* [COSA FARE]: Copia parola per parola, per favore, il tratto dell'intervista sulla Piaggio che va da "Il dott. Gianrico" fino a "dott. Enrico Piaggio?".

* [ESTRATTO DELLA FONTE]:
_ _ _
Siamo riusciti così ad intervistare a Ginevra il figlio dell’ing. Renzo Spolti, uno dei principali protagonisti della delicata fase di riconversione degli stabilimenti Piaggio.

Il dott. Gianrico Spolti, dirigente chimico da tempo in pensione, ha vissuto a stretto contatto con suo padre il decentramento degli stabilimenti a Biella nel 1944-45, quando venne realizzato appunto il primo scooter Piaggio. Riportiamo il testo integrale dell’appassionante intervista rilasciata a Paolo Farina, senza alcun intento polemico ma con il vivo desiderio di fare chiarezza su uno degli eventi che sono risultati determinanti per la rinascita della Piaggio di Pontedera.

Onex, Ginevra, gennaio 2007.

Dottor Spolti, suo padre arrivò allo stabilimento Piaggio di Pontedera già nel 1930 ed è stato senza dubbio uno dei principali tecnici progettisti che hanno reso possibile la fortunata realizzazione di una vasta gamma di motori stellari per aviazione. Quali erano i suoi rapporti con il dott. Enrico Piaggio?
_ _ _
* [DATI FORNITI]:

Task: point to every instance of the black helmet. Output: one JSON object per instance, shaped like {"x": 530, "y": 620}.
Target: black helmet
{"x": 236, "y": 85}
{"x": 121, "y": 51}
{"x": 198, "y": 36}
_ _ _
* [RISPOSTA SCRITTA]:
Il dott. Gianrico Spolti, dirigente chimico da tempo in pensione, ha vissuto a stretto contatto con suo padre il decentramento degli stabilimenti a Biella nel 1944-45, quando venne realizzato appunto il primo scooter Piaggio. Riportiamo il testo integrale dell’appassionante intervista rilasciata a Paolo Farina, senza alcun intento polemico ma con il vivo desiderio di fare chiarezza su uno degli eventi che sono risultati determinanti per la rinascita della Piaggio di Pontedera.

Onex, Ginevra, gennaio 2007.

Dottor Spolti, suo padre arrivò allo stabilimento Piaggio di Pontedera già nel 1930 ed è stato senza dubbio uno dei principali tecnici progettisti che hanno reso possibile la fortunata realizzazione di una vasta gamma di motori stellari per aviazione. Quali erano i suoi rapporti con il dott. Enrico Piaggio?